5 Things to Know If Moving to New York City Scares You

New York City might be your dream city. New York City might also scare the living crap out of you. It’s okay, you can say it. Although NYC is a dream for some people, there are plenty of people who aren’t as excited to make the move to the Big Apple. But for many people starting or advancing their careers, it’s a necessary transition. Knowing that New York can be scary, we talked to three women about their experiences with the big city, and here’s what they recommend.

1. Try it out first

If you, like so many people, are on the fence about NYC, start out slow: with an internship. This way, you can test out living in the city for a few months and then decide whether it truly is or isn’t for you.

Jamie Kravitz, a 2017 graduate of Emerson College, says she was scared to move to New York until she did an internship. “I realized it’s not so scary after all!” she says. “I made the move here after graduation to work in digital media, and I’ve quickly grown to love the lifestyle! For anyone who is nervous, I would suggest applying to summer internships in the city in order to get a taste of NY before moving here post-grad.” So if just up-and-moving to New York City sounds like a lot to you, look into trying out an internship first.

Related: How to Hunt for a Last-Minute Summer Internship

2. Don’t panic!

New York is a big city with a lot going on all the time. For some, this is one of New York’s most exciting qualities. For others, this is one of New York’s most anxiety-inducing qualities. If you find that even the idea of living in New York makes your heart start racing out of fear and nervousness, take a deep breath and trust that you can make it work.

“My top tip is ‘keep calm and you'll figure it out,’” Rachel Cisto, a 2015 graduate of University of Hartford, says. “The city seems terrifying — especially for someone like me who came from a tiny town — but it's relatively straightforward.” Sometimes making the leap to move anyplace new, but especially New York, is all about trusting that you’ll be okay.  

3. Get to know your colleagues

Although New York City can scare people for a lot of reasons, one reason might be being lonely. But Kristen Perrone, a 2017 graduate of Siena College, says that getting to know the people you work with can prevent this.

“Chances are that a good majority of them, particularly if you work for a newer company with a lot of other young millennial staffers, are not from New York/the Westchester or Long Island area,” she says. “Taking that dive into the unknown is scary, but making connections with people you have to see every day will make the transition smoother and get you excited about making plans that will introduce you to true city life.”

○ ○ ○ ○

What you will do
From the article on moving to New York City, list every woman quoted, with the college she graduated from and her graduation year.

(Records from a data source)
○ ○ ○ ○

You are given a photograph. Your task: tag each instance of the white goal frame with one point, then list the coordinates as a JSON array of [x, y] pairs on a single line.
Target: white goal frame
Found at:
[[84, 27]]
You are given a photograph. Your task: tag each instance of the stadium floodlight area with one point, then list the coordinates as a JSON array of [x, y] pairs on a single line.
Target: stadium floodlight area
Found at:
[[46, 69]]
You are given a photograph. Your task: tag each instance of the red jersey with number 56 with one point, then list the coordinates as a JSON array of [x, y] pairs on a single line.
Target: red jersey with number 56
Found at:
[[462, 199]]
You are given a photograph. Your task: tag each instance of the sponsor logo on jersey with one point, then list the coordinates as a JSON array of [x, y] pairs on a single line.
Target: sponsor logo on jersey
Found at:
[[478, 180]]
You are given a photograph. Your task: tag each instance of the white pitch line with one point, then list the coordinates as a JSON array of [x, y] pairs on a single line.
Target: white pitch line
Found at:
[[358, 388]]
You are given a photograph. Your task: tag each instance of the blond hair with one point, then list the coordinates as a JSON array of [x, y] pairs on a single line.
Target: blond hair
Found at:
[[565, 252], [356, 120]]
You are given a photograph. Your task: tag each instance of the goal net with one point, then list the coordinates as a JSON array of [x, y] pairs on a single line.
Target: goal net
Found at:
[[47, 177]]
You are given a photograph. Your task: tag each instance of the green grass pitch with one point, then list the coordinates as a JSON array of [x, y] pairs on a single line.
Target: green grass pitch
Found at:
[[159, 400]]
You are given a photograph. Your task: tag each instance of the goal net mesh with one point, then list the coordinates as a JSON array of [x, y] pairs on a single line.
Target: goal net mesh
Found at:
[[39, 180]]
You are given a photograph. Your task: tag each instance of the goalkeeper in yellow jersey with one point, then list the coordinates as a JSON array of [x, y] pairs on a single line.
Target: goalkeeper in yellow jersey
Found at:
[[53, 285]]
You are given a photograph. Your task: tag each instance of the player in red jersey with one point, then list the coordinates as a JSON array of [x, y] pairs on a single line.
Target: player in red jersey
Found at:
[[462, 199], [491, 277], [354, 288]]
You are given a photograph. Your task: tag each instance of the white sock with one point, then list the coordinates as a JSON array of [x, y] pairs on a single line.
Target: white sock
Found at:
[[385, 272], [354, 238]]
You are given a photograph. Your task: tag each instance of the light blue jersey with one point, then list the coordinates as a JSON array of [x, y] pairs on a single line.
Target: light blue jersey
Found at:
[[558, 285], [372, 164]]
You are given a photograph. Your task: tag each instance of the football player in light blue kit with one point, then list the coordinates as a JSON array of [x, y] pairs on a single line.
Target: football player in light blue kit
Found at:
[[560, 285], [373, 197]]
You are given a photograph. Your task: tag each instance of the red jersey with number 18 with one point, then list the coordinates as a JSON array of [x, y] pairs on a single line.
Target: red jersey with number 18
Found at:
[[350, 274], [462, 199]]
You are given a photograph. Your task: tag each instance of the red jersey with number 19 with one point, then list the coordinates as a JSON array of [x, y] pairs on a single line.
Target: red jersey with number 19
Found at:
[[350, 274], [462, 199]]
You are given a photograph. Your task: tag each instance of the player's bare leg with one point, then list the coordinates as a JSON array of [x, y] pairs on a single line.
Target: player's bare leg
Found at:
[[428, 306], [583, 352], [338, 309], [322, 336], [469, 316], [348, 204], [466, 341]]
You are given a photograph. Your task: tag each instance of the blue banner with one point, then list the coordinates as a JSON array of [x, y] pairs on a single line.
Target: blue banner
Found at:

○ ○ ○ ○

Solution for this exercise
- Jamie Kravitz: Emerson College, 2017
- Rachel Cisto: University of Hartford, 2015
- Kristen Perrone: Siena College, 2017